[Start of SELECTED EXTRACT]

HILLSIDE DAIRY INC. ET AL. v. LYONS, SECRE TARY, CALIFORNIA DEPARTMENT OF FOOD AND AGRICULTURE, ET AL. 539 U.S. 59Subscribe to Cases that cite 539 U.S. 59
OCTOBER TERM, 2002
HILLSIDE DAIRY INC. ET AL. v. LYONS, SECRETARY, CALIFORNIA DEPARTMENT OF FOOD AND AGRICULTURE, ET AL.
CERTIORARI TO THE UNITED STATES COURT OF APPEALS FOR THE NINTH CIRCUIT
No. 01-950. Argued April 22, 2003-Decided June 9, 2003*
In most of the country, but not California, the minimum price paid to dairy farmers producing raw milk is regulated pursuant to federal marketing orders, which guarantee a uniform price for the producers, but through pooling mechanisms require the processors of different classes of dairy products to pay different prices. California has adopted a similar, although more complex, program to regulate the minimum prices paid by California processors to California producers. Three state statutes create California's milk marketing structure: 1935 and 1967 Acts establish milk pricing and pooling plans, while a 1947 Act governs the composition of milk products sold in the State. Under the state scheme, California processors of fluid milk pay a premium price (part of which goes into a price equalization pool) that is higher than the prices paid to producers. During the 1990's, it became profitable for some California processors to buy raw milk from out-of-state producers. In 1997, the California Department of Food and Agriculture amended its regulations to require contributions to the price equalization pool on some out-ofstate purchases. Petitioners, out-of-state dairy farmers, brought these suits, alleging that the 1997 amendment unconstitutionally discriminates against them. Without reaching the merits, the District Court dismissed both cases. The Ninth Circuit affirmed, holding, inter alia, that a 1996 federal statute immunized California's milk pricing and pooling laws from Commerce Clause challenge, and that the individual petitioners' Privileges and Immunities Clause claims failed because the 1997 amendment did not, on its face, create classifications based on any individual's residency or citizenship.
1. California's milk pricing and pooling regulations are not exempted from Commerce Clause scrutiny by § 144 of the Federal Agriculture Improvement and Reform Act of 1996, 7 U. S. C. § 7254, which provides:
*Together with No. 01-1018, Ponderosa Dairy et al. v. Lyons, Secretary, California Department of Food and Agriculture, et al., also on certiorari to the same court.cralaw
"Nothing in this Act ... shall be construed to ... limit the authority of ... California ... to effect any law ... regarding ... the percentage of milk solids or solids not fat in fluid milk products sold ... in [that] State ... ; or ... the labeling of such fluid milk products ... " Section 144 plainly covers California laws regulating the composition and labeling of fluid milk products, but does not mention pricing laws. This Court will not assume that Congress has authorized state regulations that burden or discriminate against interstate commerce unless such an intent is clearly expressed. South-Central Timber Development, Inc. v. Wunnicke, 467 U. S. 82, 91. Because § 144 does not express such an intent with respect to California's pricing and pooling laws, the Ninth Circuit erred in relying on that section to dismiss petitioners' Commerce Clause challenge. Pp. 64-66.

[End of SELECTED EXTRACT]
[Start of INFORMATION GIVEN]

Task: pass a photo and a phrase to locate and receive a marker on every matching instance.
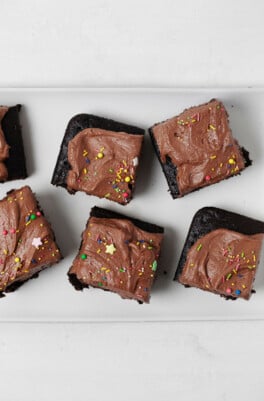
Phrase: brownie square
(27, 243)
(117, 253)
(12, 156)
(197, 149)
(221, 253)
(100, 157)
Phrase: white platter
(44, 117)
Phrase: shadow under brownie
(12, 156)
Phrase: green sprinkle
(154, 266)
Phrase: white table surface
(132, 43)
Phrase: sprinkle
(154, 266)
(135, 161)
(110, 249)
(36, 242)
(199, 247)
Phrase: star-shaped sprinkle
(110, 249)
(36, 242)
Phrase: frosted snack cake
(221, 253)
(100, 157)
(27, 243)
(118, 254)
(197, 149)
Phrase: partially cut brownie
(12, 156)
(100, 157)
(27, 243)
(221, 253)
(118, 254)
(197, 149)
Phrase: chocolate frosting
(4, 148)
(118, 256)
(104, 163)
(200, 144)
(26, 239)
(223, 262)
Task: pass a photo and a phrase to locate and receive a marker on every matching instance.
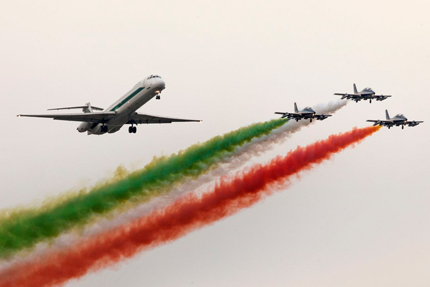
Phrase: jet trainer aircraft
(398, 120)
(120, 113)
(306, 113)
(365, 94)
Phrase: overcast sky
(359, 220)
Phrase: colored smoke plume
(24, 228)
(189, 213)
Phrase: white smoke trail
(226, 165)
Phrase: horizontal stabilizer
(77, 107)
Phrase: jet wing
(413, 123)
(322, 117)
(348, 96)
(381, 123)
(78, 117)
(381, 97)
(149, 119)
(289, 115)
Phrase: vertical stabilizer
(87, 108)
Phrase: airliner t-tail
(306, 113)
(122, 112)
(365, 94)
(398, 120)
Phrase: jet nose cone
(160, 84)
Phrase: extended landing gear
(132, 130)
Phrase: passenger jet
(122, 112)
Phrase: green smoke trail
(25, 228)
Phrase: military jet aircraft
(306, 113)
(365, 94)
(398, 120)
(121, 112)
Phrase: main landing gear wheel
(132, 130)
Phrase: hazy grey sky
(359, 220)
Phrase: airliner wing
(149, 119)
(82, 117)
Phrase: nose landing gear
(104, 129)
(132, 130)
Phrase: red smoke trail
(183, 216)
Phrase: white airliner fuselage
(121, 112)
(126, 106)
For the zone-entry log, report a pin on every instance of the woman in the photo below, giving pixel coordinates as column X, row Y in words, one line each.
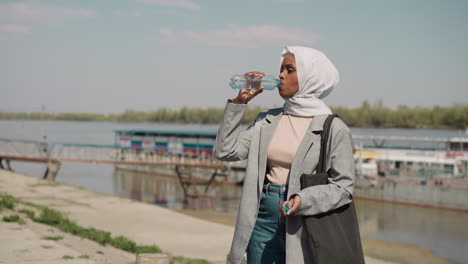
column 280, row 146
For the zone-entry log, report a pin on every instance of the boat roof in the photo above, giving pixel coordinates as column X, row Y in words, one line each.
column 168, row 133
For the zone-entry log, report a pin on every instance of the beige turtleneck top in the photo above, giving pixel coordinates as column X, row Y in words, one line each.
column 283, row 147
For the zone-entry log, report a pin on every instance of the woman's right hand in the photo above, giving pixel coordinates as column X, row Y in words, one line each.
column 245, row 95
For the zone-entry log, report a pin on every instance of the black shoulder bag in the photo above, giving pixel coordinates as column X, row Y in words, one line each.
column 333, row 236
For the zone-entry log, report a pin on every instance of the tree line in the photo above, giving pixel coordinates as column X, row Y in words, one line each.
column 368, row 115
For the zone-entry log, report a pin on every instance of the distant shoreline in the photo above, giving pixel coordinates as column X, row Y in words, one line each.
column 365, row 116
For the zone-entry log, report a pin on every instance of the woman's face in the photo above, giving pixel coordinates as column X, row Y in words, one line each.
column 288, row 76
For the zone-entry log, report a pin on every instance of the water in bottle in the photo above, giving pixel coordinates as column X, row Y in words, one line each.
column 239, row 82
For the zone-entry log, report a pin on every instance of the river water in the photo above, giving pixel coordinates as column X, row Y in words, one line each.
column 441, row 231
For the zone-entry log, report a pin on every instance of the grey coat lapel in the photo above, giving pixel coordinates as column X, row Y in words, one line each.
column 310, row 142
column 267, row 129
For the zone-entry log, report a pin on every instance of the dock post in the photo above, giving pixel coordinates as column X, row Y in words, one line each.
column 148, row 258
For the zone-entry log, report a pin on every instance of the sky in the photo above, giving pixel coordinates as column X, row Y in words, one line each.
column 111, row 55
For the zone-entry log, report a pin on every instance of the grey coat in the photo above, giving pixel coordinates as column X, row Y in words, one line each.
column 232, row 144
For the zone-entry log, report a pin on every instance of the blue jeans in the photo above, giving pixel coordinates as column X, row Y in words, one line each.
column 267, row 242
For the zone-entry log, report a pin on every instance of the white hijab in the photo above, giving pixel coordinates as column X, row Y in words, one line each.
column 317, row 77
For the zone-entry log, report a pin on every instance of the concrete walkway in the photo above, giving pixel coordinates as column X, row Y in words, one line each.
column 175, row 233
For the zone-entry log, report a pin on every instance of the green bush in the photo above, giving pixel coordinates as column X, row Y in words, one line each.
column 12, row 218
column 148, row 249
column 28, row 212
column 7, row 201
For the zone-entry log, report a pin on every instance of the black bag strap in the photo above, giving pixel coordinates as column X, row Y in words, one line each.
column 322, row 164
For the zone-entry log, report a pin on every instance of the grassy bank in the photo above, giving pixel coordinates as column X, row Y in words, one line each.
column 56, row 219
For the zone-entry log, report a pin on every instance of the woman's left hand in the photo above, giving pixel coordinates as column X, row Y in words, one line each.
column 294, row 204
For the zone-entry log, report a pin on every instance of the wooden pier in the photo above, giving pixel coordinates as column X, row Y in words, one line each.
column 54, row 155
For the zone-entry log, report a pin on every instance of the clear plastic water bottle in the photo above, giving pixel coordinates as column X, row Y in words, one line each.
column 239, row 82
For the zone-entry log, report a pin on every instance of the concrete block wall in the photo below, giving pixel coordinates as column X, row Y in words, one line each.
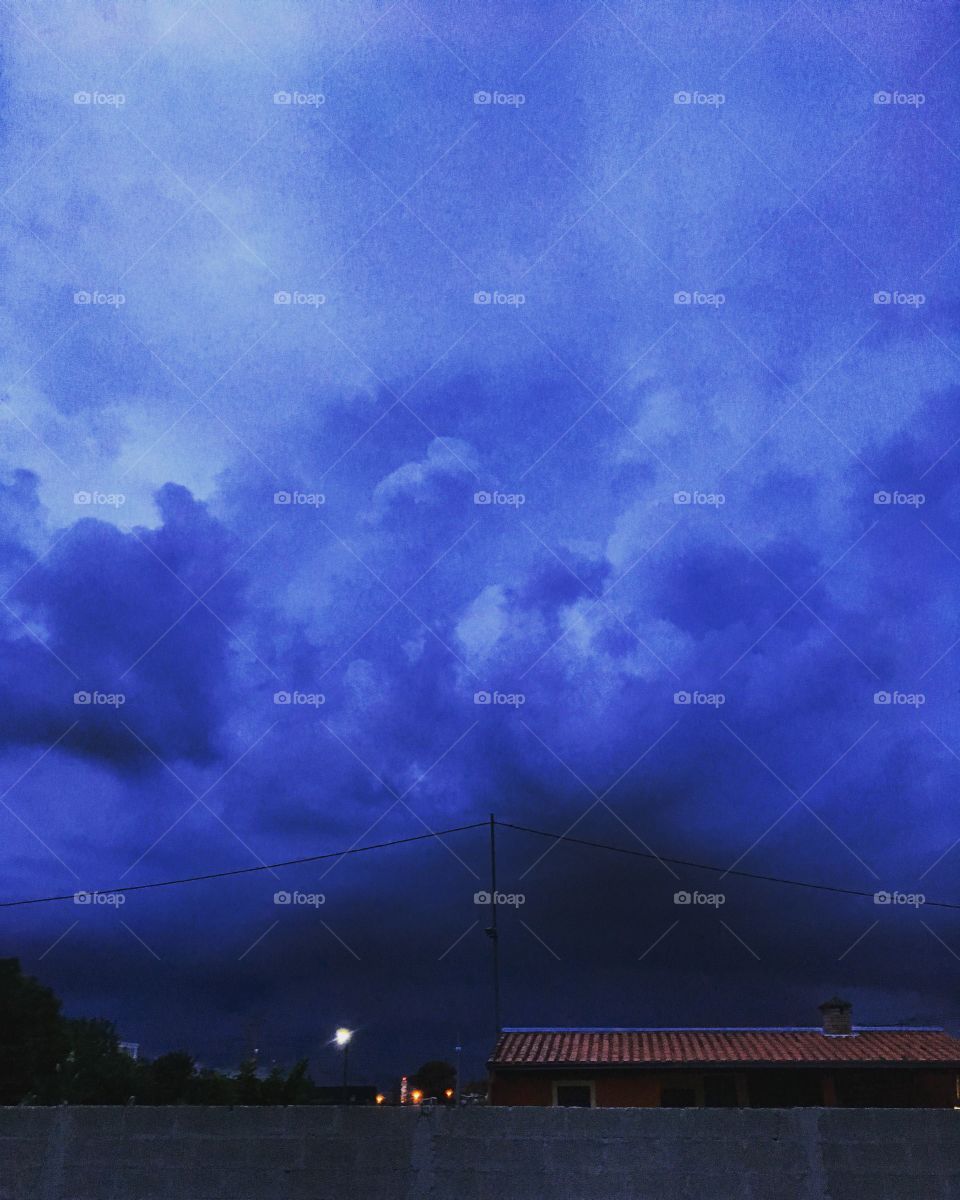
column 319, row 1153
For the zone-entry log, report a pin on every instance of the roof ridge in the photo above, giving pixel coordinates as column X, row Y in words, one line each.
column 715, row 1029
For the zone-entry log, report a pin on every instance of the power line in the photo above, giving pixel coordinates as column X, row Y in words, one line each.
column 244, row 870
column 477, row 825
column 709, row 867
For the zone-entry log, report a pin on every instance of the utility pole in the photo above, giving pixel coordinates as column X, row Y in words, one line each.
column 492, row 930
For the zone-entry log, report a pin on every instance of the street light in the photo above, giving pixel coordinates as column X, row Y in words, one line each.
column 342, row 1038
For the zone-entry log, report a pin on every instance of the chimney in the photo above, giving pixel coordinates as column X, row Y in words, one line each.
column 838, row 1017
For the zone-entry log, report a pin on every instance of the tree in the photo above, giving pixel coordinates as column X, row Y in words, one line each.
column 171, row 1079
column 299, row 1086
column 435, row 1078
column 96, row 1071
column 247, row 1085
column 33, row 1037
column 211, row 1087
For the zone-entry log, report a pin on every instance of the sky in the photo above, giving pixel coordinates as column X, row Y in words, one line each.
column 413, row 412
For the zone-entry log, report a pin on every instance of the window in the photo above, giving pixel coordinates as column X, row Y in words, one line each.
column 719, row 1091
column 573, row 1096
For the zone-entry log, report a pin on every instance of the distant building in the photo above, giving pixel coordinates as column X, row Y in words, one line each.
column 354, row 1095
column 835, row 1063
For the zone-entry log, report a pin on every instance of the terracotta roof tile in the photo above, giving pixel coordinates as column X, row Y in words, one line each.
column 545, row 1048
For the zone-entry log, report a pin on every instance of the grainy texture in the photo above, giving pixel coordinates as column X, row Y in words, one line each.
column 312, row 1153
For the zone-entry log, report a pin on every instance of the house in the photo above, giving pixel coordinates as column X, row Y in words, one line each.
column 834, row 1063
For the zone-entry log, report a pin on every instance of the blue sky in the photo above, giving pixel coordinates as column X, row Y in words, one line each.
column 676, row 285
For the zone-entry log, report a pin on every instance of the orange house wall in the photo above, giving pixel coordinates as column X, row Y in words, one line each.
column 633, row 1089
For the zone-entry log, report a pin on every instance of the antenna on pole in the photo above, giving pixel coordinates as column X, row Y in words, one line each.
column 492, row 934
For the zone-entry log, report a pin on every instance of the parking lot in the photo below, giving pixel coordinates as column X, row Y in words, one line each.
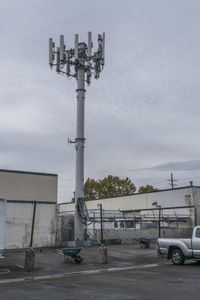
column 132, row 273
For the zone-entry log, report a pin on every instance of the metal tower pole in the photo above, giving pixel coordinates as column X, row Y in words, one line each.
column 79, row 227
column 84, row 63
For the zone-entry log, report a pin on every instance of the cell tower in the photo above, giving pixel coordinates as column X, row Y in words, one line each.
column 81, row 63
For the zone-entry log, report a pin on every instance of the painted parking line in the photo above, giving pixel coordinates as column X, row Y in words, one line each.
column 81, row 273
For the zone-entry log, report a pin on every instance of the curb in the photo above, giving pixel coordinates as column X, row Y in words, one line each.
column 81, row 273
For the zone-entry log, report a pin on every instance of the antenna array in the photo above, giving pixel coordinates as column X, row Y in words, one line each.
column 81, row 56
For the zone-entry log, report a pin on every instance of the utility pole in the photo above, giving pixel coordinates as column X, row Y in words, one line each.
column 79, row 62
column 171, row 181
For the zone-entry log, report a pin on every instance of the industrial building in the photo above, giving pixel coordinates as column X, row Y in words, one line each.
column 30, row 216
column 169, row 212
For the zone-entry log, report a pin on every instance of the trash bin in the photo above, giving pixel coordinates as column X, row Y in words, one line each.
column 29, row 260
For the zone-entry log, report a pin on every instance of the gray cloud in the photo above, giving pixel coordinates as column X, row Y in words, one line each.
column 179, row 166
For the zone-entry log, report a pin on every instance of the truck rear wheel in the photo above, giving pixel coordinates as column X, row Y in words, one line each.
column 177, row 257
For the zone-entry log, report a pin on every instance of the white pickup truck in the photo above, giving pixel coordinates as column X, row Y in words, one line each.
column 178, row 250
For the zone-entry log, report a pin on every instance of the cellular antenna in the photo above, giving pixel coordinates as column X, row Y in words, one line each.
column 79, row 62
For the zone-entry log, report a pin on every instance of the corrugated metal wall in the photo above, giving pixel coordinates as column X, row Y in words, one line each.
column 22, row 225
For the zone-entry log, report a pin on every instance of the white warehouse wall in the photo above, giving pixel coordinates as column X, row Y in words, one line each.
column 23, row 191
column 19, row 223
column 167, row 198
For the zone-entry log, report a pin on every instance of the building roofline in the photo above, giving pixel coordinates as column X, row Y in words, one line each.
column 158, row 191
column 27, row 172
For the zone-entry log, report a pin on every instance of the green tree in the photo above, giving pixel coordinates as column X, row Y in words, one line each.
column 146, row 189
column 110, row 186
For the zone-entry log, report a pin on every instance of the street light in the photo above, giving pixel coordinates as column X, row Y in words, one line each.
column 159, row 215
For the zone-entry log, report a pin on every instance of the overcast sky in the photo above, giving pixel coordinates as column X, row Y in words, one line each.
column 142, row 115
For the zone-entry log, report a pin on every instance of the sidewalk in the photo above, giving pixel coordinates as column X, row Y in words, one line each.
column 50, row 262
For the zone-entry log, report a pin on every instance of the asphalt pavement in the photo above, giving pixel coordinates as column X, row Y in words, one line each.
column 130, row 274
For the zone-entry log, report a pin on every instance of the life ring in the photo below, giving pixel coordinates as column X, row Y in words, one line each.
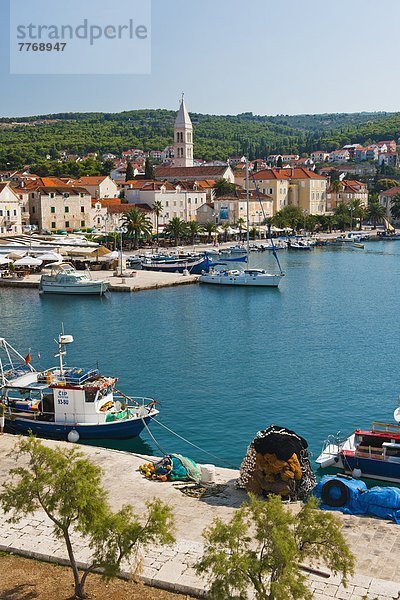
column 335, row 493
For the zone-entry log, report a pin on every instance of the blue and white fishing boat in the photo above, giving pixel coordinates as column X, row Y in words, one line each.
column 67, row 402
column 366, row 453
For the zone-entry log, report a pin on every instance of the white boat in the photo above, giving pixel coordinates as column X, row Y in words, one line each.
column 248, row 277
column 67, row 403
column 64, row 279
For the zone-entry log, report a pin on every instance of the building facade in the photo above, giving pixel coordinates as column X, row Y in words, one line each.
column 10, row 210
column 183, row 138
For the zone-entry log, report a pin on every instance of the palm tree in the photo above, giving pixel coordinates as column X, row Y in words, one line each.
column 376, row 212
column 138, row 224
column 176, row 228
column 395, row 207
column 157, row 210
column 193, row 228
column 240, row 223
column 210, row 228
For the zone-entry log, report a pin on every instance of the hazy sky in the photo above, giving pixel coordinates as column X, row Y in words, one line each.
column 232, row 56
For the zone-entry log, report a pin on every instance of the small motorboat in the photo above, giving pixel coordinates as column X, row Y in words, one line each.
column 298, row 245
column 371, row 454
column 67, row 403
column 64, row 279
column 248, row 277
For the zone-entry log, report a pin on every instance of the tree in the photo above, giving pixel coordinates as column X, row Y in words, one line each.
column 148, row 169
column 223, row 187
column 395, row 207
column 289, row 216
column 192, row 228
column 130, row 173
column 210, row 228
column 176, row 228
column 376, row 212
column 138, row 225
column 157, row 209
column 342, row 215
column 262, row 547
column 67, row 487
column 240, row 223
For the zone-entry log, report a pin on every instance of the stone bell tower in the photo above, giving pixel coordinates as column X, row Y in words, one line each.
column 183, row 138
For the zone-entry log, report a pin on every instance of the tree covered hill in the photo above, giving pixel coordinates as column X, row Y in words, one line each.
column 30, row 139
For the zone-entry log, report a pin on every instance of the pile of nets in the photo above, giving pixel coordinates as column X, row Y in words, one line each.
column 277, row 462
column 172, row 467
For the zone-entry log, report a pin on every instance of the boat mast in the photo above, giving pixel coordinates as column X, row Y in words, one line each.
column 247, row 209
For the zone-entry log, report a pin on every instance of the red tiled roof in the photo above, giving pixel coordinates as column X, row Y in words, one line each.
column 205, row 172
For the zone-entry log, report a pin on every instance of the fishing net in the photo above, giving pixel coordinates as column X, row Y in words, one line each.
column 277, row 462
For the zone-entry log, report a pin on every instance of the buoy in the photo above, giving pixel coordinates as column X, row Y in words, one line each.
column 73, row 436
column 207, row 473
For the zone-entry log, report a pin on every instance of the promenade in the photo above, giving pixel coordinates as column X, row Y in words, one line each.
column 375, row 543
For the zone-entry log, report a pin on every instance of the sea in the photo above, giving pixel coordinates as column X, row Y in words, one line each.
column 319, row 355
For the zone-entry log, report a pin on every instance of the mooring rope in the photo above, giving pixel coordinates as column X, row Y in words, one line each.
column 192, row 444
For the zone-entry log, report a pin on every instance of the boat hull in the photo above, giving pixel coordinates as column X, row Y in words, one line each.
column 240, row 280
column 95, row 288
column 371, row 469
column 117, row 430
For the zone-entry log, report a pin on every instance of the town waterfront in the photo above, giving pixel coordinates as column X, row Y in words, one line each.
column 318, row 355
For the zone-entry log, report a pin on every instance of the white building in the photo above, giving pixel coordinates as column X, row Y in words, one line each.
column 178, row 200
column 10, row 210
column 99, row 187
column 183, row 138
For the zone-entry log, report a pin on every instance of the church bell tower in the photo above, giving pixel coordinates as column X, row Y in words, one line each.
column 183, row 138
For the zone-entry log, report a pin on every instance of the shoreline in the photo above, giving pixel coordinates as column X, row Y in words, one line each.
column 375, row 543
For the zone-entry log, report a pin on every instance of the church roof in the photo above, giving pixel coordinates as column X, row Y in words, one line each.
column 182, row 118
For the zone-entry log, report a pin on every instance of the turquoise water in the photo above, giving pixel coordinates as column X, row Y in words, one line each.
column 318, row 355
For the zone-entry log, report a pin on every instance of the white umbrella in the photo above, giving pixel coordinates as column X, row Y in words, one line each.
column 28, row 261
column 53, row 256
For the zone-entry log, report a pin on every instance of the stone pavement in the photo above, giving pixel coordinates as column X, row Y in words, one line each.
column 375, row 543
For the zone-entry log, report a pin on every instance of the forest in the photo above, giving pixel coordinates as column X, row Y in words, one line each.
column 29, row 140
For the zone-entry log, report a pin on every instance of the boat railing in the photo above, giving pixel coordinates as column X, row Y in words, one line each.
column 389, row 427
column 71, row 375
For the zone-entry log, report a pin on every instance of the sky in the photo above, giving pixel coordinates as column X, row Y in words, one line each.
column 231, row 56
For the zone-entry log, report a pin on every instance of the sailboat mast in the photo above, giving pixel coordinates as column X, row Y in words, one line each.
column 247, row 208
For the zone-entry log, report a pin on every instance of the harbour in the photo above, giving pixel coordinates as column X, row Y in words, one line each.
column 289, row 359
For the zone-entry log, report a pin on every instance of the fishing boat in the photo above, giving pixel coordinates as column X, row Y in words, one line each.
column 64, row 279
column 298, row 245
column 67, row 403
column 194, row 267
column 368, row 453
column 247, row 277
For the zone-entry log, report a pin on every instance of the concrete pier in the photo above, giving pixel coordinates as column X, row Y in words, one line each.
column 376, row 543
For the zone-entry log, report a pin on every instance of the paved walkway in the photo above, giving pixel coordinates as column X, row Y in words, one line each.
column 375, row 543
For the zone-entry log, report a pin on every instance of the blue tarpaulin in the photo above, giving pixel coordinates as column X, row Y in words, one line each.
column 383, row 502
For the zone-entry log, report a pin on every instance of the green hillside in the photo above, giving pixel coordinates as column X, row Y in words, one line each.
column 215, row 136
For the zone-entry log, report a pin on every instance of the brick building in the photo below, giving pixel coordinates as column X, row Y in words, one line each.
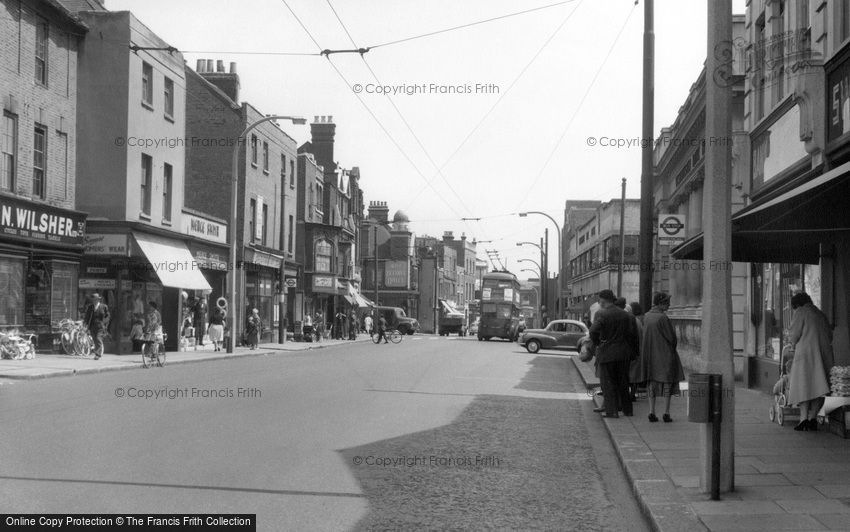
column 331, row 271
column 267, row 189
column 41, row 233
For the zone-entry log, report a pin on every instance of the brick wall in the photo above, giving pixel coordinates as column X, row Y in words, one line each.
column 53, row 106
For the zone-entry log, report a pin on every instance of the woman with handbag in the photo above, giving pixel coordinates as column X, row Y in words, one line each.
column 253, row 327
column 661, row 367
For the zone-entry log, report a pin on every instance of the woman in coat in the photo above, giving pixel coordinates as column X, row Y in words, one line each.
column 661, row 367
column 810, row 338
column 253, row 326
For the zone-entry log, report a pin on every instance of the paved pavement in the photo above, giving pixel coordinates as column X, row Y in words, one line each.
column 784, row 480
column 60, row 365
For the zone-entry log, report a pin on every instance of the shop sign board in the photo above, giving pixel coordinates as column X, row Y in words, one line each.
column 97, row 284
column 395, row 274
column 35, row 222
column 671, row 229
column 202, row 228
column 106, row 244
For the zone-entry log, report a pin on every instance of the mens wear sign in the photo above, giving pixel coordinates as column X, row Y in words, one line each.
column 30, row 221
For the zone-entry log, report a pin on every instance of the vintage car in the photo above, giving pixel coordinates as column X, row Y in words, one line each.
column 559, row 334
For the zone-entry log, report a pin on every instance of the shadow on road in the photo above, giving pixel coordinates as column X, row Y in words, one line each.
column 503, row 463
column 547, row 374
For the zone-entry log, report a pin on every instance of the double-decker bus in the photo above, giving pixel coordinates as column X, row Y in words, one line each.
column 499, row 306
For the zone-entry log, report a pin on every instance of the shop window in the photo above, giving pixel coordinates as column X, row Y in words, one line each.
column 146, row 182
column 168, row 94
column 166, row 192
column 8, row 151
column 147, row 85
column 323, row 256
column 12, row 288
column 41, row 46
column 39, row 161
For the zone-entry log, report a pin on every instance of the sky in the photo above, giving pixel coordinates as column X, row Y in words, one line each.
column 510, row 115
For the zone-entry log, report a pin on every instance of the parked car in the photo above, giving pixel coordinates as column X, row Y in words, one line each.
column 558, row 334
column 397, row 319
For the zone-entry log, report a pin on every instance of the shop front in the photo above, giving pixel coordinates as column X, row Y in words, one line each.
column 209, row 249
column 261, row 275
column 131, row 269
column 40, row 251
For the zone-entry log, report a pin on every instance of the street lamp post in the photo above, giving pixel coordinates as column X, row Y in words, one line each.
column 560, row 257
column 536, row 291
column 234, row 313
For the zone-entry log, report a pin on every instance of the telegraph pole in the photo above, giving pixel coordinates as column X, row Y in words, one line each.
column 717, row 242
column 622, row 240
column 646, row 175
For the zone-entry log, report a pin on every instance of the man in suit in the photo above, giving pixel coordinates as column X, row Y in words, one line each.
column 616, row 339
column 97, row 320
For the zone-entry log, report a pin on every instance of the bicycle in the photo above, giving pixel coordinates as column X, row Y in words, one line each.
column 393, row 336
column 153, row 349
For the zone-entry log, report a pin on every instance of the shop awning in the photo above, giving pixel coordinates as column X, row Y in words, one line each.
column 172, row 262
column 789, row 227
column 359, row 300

[End of INFORMATION GIVEN]

■ PARTS OF THE EXERCISE
A - Using the Hillside Dairy case summary, decide whether each statement agrees with it. Answer yes or no and quote the words that settle it.
(i) In 1997 California changed its regulations so that some purchases from out-of-state producers required payments into the price equalization pool.
(ii) The District Court decided the merits before dismissing the cases.
(iii) Section 144 of the 1996 federal act mentions pricing laws.
B - Answer these questions from the Hillside Dairy case summary, one line each:
(i) On what date was the case argued?
(ii) Which of the three state statutes governs the composition of milk products sold in California?
(iii) What case does the Court cite for its refusal to assume Congress authorized state regulations that burden interstate commerce?

■ ANSWERS GIVEN
A -
(i) Yes: "amended its regulations to require contributions to the price equalization pool"
(ii) No: "Without reaching the merits, the District Court dismissed both cases."
(iii) No: "but does not mention pricing laws"

B -
(i) April 22, 2003
(ii) The 1947 Act
(iii) South-Central Timber Development, Inc. v. Wunnicke, 467 U. S. 82, 91